原文摘录:
● ● ●

In [1]:
import numpy as np
import torch
import torch.nn as nn
import torch.nn.functional as F
from torch import optim
import matplotlib.pyplot as plt
import gym


In [2]:
#hyper parameters
EPSILON = 0.9
GAMMA = 0.9
LR = 0.01
MEMORY_CAPACITY = 2000
Q_NETWORK_ITERATION = 100
BATCH_SIZE = 32

EPISODES = 40
env = gym.make('MountainCar-v0')# 3个动作，（向左，向右，不动）
env = env.unwrapped
NUM_STATES = env.observation_space.shape[0] # 2
NUM_ACTIONS = env.action_space.n

In [3]:
class Net(nn.Module):
    def __init__(self):
        super(Net, self).__init__()

        self.fc1 = nn.Linear(NUM_STATES, 30)
        self.fc1.weight.data.normal_(0, 0.1)
        self.fc2 = nn.Linear(30, NUM_ACTIONS)#三哥动作
        self.fc2.weight.data.normal_(0, 0.1)


    def forward(self, x):
        x = self.fc1(x)
        x = F.relu(x)

● ● ●

所给信息:
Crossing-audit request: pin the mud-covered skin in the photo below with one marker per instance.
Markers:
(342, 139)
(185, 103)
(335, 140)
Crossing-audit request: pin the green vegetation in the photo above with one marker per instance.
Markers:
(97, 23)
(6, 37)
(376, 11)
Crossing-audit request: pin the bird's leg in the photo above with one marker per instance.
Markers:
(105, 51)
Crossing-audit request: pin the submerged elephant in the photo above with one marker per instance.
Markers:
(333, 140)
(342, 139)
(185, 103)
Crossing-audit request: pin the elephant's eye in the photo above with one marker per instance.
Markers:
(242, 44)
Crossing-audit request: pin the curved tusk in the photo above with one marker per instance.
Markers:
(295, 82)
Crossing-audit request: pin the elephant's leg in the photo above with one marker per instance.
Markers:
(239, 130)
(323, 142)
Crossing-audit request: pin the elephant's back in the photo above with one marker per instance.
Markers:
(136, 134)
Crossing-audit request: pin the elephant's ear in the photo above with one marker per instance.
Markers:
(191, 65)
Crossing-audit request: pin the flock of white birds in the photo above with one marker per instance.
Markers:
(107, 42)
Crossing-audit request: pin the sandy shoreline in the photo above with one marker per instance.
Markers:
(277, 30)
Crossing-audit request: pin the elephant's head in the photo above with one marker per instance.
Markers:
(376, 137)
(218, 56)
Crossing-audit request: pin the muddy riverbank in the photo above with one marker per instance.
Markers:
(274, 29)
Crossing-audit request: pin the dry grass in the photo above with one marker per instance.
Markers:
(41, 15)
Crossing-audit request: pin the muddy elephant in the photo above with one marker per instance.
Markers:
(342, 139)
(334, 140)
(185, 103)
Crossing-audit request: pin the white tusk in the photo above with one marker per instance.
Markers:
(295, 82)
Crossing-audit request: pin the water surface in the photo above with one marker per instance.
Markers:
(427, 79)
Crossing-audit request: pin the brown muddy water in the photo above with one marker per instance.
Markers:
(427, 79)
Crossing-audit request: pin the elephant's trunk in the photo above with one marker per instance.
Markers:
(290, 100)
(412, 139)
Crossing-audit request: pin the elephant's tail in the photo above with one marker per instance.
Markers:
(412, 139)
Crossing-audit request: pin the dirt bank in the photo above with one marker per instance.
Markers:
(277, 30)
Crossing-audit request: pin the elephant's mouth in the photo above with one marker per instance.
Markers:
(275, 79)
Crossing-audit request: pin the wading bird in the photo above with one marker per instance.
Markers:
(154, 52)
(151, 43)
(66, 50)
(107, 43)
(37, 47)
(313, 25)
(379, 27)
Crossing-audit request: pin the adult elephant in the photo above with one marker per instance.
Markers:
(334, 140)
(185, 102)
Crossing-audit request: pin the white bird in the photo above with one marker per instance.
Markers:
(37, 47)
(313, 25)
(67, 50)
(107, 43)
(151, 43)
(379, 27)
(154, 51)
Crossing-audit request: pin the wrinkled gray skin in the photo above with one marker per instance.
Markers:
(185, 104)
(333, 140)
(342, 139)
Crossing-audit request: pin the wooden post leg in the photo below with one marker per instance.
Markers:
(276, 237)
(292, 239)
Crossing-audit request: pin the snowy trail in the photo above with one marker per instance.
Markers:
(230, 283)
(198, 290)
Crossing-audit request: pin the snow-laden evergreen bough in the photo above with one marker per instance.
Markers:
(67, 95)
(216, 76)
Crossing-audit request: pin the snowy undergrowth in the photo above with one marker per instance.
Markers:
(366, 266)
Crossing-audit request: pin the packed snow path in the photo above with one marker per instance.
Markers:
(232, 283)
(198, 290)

● ● ●

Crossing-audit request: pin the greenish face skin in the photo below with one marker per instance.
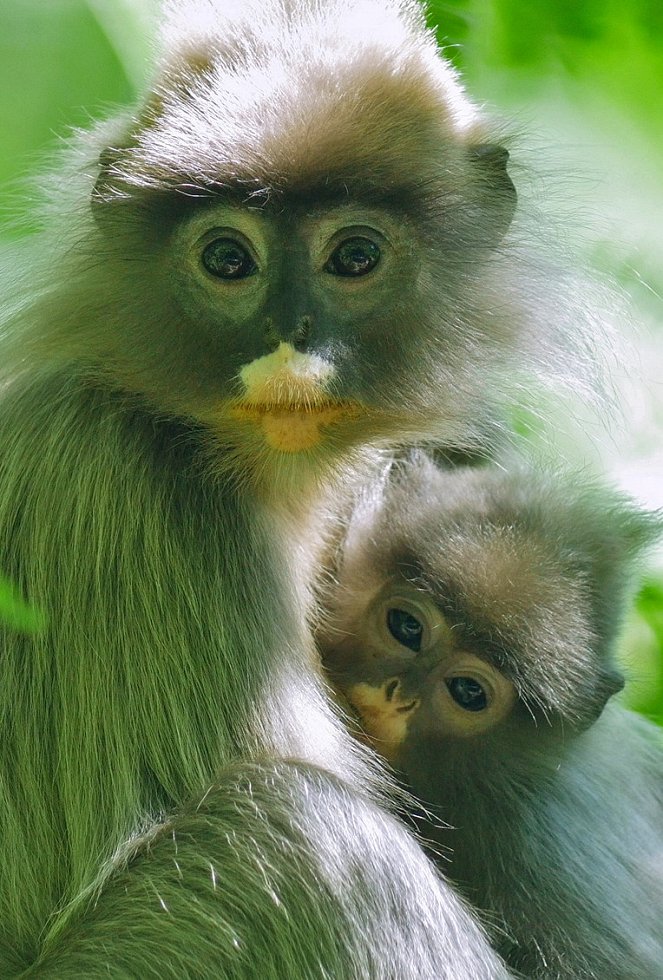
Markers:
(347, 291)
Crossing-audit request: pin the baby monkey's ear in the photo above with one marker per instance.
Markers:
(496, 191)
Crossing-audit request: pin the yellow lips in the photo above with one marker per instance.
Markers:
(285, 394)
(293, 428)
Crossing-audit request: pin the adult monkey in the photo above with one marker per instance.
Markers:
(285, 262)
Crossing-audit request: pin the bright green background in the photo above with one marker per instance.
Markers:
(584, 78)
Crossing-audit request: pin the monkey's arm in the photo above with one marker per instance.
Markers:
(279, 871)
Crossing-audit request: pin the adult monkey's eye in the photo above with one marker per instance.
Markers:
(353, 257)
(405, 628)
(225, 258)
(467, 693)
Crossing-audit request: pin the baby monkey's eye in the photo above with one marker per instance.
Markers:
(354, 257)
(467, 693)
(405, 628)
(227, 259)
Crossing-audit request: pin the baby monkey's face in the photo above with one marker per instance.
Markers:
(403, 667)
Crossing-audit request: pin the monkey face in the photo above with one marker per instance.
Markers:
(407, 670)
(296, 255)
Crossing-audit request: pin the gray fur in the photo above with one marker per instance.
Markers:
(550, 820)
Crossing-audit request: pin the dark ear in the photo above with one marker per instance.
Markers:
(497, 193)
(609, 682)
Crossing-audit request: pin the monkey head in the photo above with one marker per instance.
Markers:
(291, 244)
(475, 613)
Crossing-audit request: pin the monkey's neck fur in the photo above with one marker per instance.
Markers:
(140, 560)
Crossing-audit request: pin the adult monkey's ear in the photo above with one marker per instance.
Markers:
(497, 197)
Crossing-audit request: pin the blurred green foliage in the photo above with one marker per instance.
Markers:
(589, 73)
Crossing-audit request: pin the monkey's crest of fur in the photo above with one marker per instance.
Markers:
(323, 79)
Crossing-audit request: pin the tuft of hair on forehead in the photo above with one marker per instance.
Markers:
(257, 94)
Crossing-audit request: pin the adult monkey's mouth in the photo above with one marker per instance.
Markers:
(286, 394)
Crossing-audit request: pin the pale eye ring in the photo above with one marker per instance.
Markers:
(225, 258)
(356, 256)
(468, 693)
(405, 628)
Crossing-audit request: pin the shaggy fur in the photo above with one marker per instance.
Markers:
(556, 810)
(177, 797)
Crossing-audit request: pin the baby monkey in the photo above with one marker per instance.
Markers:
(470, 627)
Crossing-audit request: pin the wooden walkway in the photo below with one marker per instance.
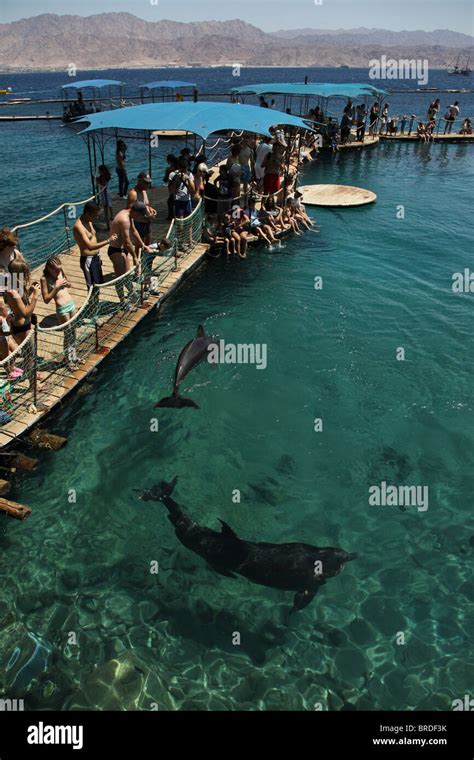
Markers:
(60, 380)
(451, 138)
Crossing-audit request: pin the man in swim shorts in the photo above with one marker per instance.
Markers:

● ● ●

待办任务: 在上面的原文摘录中，"self.fc2 = nn.Linear(30, NUM_ACTIONS)" 这一层的输出维度为什么是 3？请根据代码和注释用一到三句话说明。

回复: 输出维度 NUM_ACTIONS 取自 env.action_space.n。根据注释，MountainCar-v0 环境共有 3 个动作，分别是向左、向右和不动，所以这一层输出 3 个值。